### Items from a dataset
━━━━━━━━━━━━━━━━━━━━━━━━━━━━━━

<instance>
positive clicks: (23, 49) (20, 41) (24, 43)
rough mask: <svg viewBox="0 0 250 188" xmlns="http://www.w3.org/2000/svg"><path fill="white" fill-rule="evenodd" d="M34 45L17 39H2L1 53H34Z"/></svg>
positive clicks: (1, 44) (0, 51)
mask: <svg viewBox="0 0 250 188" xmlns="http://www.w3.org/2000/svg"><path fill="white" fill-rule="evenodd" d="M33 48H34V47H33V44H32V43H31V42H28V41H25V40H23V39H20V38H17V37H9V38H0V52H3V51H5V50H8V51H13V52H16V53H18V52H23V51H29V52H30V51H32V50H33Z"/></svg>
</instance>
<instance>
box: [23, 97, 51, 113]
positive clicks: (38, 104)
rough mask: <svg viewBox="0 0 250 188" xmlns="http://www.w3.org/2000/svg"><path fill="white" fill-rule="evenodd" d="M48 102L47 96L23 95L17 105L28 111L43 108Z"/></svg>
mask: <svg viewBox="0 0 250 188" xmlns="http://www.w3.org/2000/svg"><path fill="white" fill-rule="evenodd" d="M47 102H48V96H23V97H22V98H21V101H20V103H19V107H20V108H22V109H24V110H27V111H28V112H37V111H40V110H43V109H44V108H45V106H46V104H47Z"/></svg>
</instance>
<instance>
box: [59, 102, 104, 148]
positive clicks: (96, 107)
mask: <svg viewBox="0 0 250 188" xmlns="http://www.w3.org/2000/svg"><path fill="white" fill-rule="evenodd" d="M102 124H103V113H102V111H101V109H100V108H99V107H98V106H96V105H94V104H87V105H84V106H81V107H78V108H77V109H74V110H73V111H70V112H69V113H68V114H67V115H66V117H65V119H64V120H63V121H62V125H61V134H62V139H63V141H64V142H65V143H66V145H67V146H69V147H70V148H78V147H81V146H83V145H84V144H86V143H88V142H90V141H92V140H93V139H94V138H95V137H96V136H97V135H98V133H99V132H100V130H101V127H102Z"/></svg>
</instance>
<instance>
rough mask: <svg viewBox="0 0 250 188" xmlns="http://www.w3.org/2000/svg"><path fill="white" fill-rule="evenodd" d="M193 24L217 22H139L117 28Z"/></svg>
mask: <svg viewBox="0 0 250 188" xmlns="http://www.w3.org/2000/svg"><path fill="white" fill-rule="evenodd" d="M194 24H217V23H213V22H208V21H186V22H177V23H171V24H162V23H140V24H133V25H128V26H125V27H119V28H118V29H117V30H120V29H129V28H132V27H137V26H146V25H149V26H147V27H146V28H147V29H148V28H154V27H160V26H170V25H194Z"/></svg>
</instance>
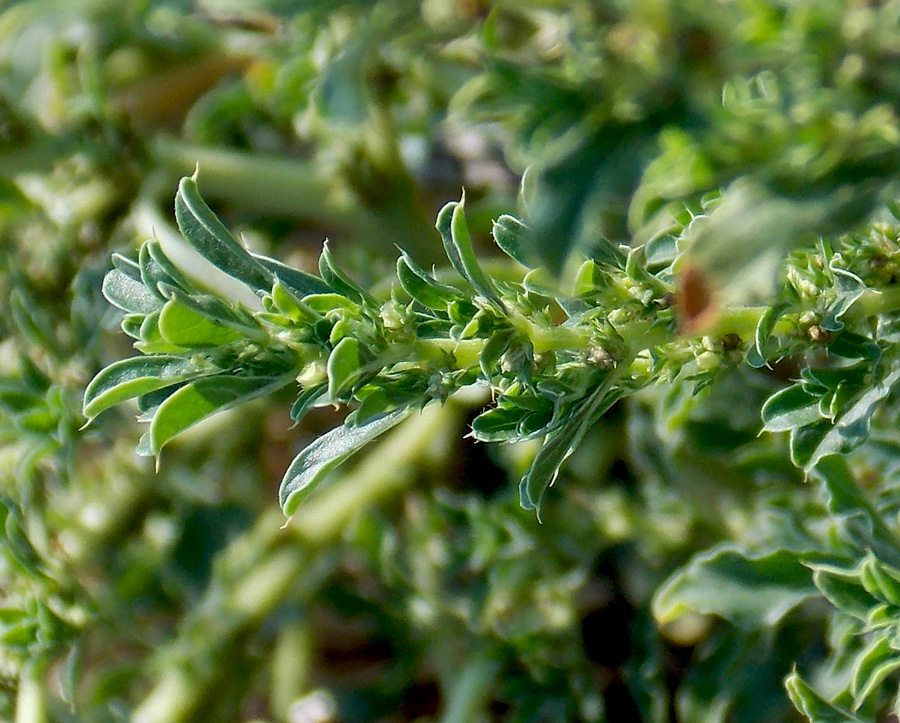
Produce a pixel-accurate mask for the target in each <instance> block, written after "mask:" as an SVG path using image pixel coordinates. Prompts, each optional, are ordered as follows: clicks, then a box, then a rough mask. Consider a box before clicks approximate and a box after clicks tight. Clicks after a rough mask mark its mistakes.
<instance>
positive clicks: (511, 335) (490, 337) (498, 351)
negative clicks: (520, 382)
mask: <svg viewBox="0 0 900 723" xmlns="http://www.w3.org/2000/svg"><path fill="white" fill-rule="evenodd" d="M515 336H516V331H515V329H502V330H500V331H495V332H494V333H493V334H491V336H490V338H489V339H488V340H487V342H486V343H485V345H484V348H483V349H482V350H481V355H480V357H479V360H478V362H479V365H480V367H481V373H482V374H484V377H485V379H488V380H490V379H493V378H494V376H495V375H496V374H497V372H498V370H499V363H500V357H502V356H503V355H504V354H505V353H506V350H507V349H509V347H510V344H511V343H512V340H513V339H514V338H515Z"/></svg>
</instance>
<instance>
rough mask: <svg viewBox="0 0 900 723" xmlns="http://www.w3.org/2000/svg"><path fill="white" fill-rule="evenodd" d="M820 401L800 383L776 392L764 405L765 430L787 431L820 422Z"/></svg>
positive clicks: (763, 408)
mask: <svg viewBox="0 0 900 723" xmlns="http://www.w3.org/2000/svg"><path fill="white" fill-rule="evenodd" d="M818 401H819V400H818V399H817V398H816V397H814V396H813V395H811V394H809V393H808V392H806V391H805V390H804V389H803V387H801V386H800V385H799V384H794V385H792V386H789V387H786V388H785V389H781V390H779V391H777V392H775V394H773V395H772V396H771V397H769V398H768V399H767V400H766V402H765V404H763V407H762V420H763V430H764V431H766V432H787V431H789V430H791V429H793V428H794V427H805V426H806V425H808V424H813V423H814V422H818V421H819V420H820V419H821V415H820V414H819V407H818Z"/></svg>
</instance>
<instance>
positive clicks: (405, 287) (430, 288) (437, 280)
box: [397, 250, 459, 311]
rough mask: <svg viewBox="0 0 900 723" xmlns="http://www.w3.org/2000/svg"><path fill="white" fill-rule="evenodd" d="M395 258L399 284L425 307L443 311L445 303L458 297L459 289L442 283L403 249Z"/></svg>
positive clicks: (446, 308)
mask: <svg viewBox="0 0 900 723" xmlns="http://www.w3.org/2000/svg"><path fill="white" fill-rule="evenodd" d="M400 254H401V256H400V258H399V259H397V279H398V280H399V281H400V286H402V287H403V290H404V291H406V293H407V294H409V295H410V296H411V297H412V298H413V299H414V300H416V301H418V302H419V303H420V304H421V305H422V306H424V307H425V308H426V309H432V310H434V311H445V310H446V309H447V305H448V304H449V303H450V302H452V301H454V300H455V299H458V298H459V291H458V290H457V289H455V288H454V287H452V286H448V285H446V284H442V283H441V282H439V281H438V280H437V279H435V278H434V277H433V276H432V275H431V274H429V273H428V272H427V271H425V269H423V268H422V267H421V266H419V265H418V264H417V263H416V262H415V261H414V260H413V259H412V257H410V256H409V254H407V253H406V252H405V251H403V250H401V251H400Z"/></svg>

━━━━━━━━━━━━━━━━━━━━━━━━━━━━━━

Reproduce all entries exactly. Pictures do not belong in the copy.

### Result for this task
<instance>
positive clicks: (23, 49) (20, 41) (24, 43)
rough mask: <svg viewBox="0 0 250 188" xmlns="http://www.w3.org/2000/svg"><path fill="white" fill-rule="evenodd" d="M34 45L17 39H2L1 53H34Z"/></svg>
positive clicks: (1, 44) (0, 51)
mask: <svg viewBox="0 0 250 188" xmlns="http://www.w3.org/2000/svg"><path fill="white" fill-rule="evenodd" d="M33 48H34V47H33V44H32V43H31V42H28V41H25V40H23V39H20V38H17V37H9V38H0V52H3V51H5V50H8V51H13V52H16V53H18V52H23V51H29V52H30V51H32V50H33Z"/></svg>
</instance>
<instance>
box: [23, 97, 51, 113]
positive clicks: (38, 104)
rough mask: <svg viewBox="0 0 250 188" xmlns="http://www.w3.org/2000/svg"><path fill="white" fill-rule="evenodd" d="M48 102L47 96L23 95L17 105L28 111L43 108Z"/></svg>
mask: <svg viewBox="0 0 250 188" xmlns="http://www.w3.org/2000/svg"><path fill="white" fill-rule="evenodd" d="M47 102H48V96H23V97H22V98H21V101H20V103H19V107H20V108H22V109H24V110H27V111H28V112H37V111H40V110H43V109H44V108H45V106H46V104H47Z"/></svg>
</instance>
<instance>
box: [59, 102, 104, 148]
positive clicks: (96, 107)
mask: <svg viewBox="0 0 250 188" xmlns="http://www.w3.org/2000/svg"><path fill="white" fill-rule="evenodd" d="M102 124H103V113H102V111H101V109H100V108H99V107H98V106H96V105H94V104H87V105H84V106H81V107H78V108H77V109H74V110H73V111H70V112H69V113H68V114H67V115H66V117H65V119H64V120H63V121H62V125H61V134H62V139H63V141H64V142H65V143H66V145H67V146H69V147H70V148H78V147H81V146H83V145H84V144H86V143H88V142H90V141H92V140H93V139H94V138H95V137H96V136H97V135H98V133H99V132H100V130H101V127H102Z"/></svg>
</instance>
<instance>
rough mask: <svg viewBox="0 0 250 188" xmlns="http://www.w3.org/2000/svg"><path fill="white" fill-rule="evenodd" d="M193 24L217 22H139L117 28Z"/></svg>
mask: <svg viewBox="0 0 250 188" xmlns="http://www.w3.org/2000/svg"><path fill="white" fill-rule="evenodd" d="M194 24H217V23H213V22H208V21H186V22H177V23H171V24H162V23H140V24H133V25H128V26H125V27H119V28H118V29H117V30H120V29H129V28H132V27H137V26H146V25H149V26H147V27H146V28H147V29H148V28H154V27H160V26H170V25H194Z"/></svg>
</instance>
Produce a pixel-accurate mask for the target in each <instance> block, written after "mask:" as an SVG path using image pixel coordinates. Prompts, each optional, are ordered as follows: clicks, then a box, then a rough mask. Consider a box before clicks approximate and a box after clicks tight. Clicks after a rough mask mark its mistakes.
<instance>
positive clicks: (511, 335) (490, 337) (498, 351)
negative clicks: (520, 382)
mask: <svg viewBox="0 0 900 723" xmlns="http://www.w3.org/2000/svg"><path fill="white" fill-rule="evenodd" d="M515 336H516V331H515V329H502V330H500V331H495V332H494V333H493V334H491V336H490V338H489V339H488V340H487V342H486V343H485V345H484V348H483V349H482V350H481V355H480V357H479V360H478V362H479V365H480V367H481V373H482V374H484V377H485V379H488V380H490V379H493V378H494V376H495V375H496V374H497V372H498V370H499V363H500V357H502V356H503V355H504V354H505V353H506V350H507V349H509V347H510V344H511V343H512V340H513V339H514V338H515Z"/></svg>
</instance>
<instance>
rough mask: <svg viewBox="0 0 900 723" xmlns="http://www.w3.org/2000/svg"><path fill="white" fill-rule="evenodd" d="M820 401L800 383L776 392L764 405L765 430L787 431L820 422Z"/></svg>
positive clicks: (763, 408)
mask: <svg viewBox="0 0 900 723" xmlns="http://www.w3.org/2000/svg"><path fill="white" fill-rule="evenodd" d="M818 401H819V400H818V399H817V398H816V397H814V396H813V395H811V394H809V393H808V392H806V391H805V390H804V389H803V387H801V386H800V385H799V384H794V385H792V386H789V387H786V388H785V389H781V390H779V391H777V392H775V394H773V395H772V396H771V397H769V398H768V399H767V400H766V402H765V404H763V407H762V420H763V430H764V431H766V432H787V431H789V430H791V429H793V428H794V427H805V426H806V425H808V424H813V423H814V422H818V421H819V420H820V419H821V415H820V414H819V407H818Z"/></svg>
</instance>
<instance>
positive clicks: (405, 287) (430, 288) (437, 280)
box: [397, 250, 459, 311]
rough mask: <svg viewBox="0 0 900 723" xmlns="http://www.w3.org/2000/svg"><path fill="white" fill-rule="evenodd" d="M395 258L399 284L425 307L443 311L445 303L458 297L459 289L442 283L403 249Z"/></svg>
positive clicks: (446, 308)
mask: <svg viewBox="0 0 900 723" xmlns="http://www.w3.org/2000/svg"><path fill="white" fill-rule="evenodd" d="M400 254H401V256H400V258H399V259H397V279H398V280H399V281H400V286H402V287H403V290H404V291H406V293H407V294H409V295H410V296H411V297H412V298H413V299H414V300H416V301H418V302H419V303H420V304H421V305H422V306H424V307H425V308H426V309H432V310H434V311H445V310H446V309H447V305H448V304H449V303H450V302H452V301H454V300H455V299H458V298H459V291H458V290H457V289H455V288H454V287H452V286H448V285H446V284H442V283H441V282H439V281H438V280H437V279H435V278H434V277H433V276H432V275H431V274H429V273H428V272H427V271H425V269H423V268H422V267H421V266H419V265H418V264H417V263H416V262H415V261H414V260H413V259H412V257H410V256H409V254H407V253H406V252H405V251H403V250H401V251H400Z"/></svg>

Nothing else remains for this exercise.